**THE TASK**.
The number needed is how many lines in these entries contain "below"; give it alone.

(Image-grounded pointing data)
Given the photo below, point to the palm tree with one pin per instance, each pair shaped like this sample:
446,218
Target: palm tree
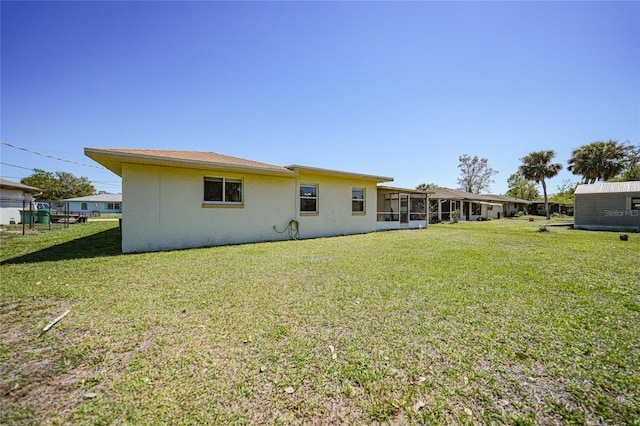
537,166
599,160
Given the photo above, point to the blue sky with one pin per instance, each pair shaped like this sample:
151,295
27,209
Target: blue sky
396,89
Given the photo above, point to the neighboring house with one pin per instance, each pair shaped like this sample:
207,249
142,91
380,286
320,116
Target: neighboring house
180,199
93,204
538,207
400,208
445,201
511,205
608,206
13,198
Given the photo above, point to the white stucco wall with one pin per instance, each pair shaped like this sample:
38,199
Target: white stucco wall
163,208
334,207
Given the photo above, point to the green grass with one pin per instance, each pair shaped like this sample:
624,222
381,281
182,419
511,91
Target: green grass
491,322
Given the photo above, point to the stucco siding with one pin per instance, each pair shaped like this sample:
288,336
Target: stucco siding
606,211
335,216
168,211
11,201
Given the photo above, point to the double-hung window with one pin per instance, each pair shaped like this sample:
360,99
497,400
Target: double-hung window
222,191
308,198
357,200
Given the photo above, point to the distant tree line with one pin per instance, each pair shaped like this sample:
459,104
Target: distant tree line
59,185
597,161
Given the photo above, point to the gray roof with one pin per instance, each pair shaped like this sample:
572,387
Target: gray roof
608,187
104,198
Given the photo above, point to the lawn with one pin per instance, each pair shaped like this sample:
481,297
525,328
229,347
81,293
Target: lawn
471,323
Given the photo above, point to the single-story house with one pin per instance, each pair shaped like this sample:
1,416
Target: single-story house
510,205
611,206
13,198
538,207
94,204
401,208
181,199
445,201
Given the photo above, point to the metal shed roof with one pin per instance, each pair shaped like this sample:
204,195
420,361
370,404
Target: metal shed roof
608,187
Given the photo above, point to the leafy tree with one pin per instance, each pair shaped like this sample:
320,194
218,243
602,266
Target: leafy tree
601,160
60,185
537,166
565,192
520,187
426,186
632,168
475,174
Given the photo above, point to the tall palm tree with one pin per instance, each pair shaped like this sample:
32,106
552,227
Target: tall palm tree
537,166
600,160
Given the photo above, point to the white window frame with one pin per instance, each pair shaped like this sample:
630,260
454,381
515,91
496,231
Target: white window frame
316,198
363,200
224,201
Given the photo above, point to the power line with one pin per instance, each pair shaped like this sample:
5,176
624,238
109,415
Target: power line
50,156
13,165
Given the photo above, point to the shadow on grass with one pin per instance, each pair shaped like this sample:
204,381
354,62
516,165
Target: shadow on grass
105,243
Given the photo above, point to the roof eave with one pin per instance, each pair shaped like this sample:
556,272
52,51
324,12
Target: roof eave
114,160
379,179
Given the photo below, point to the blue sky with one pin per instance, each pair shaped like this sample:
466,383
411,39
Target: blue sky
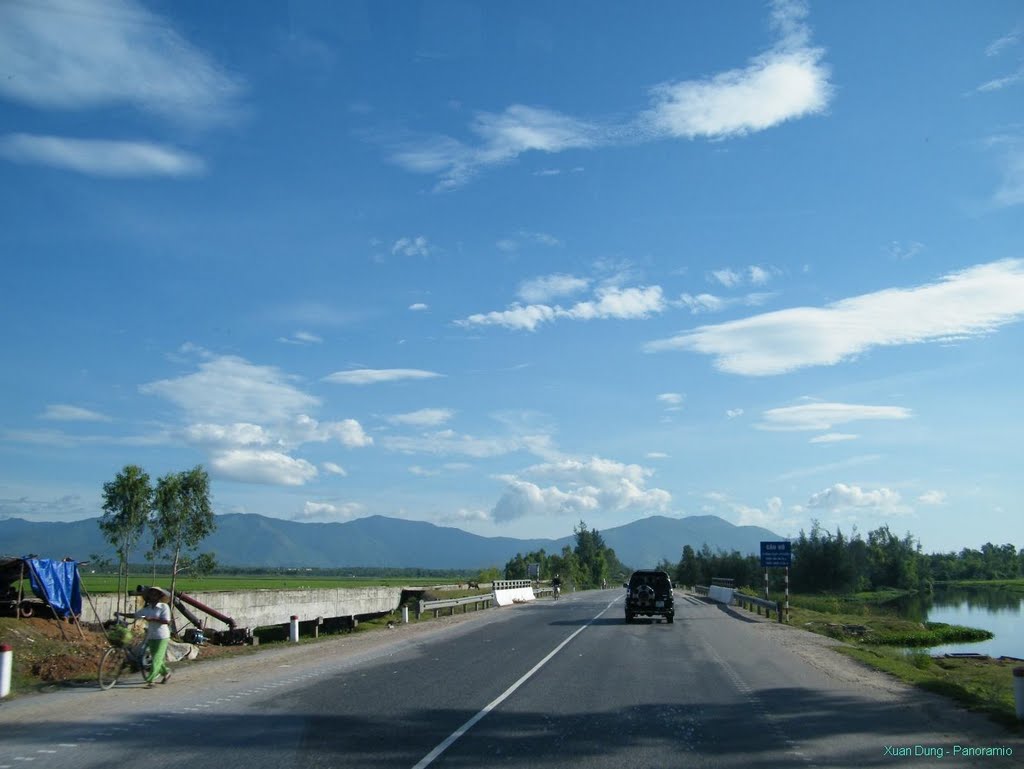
509,266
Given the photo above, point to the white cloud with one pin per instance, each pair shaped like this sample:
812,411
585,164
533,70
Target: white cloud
546,288
99,157
671,398
933,498
594,484
824,416
301,338
423,417
375,376
422,472
842,497
727,278
71,54
501,138
227,436
702,303
711,303
227,389
787,82
412,247
443,442
251,466
1011,191
609,302
997,84
303,429
65,413
833,437
1000,44
325,512
972,302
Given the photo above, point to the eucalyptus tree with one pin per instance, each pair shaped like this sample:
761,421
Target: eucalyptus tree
127,503
182,518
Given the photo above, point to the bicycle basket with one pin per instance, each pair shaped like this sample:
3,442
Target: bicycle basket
120,636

**TASK OUTPUT**.
2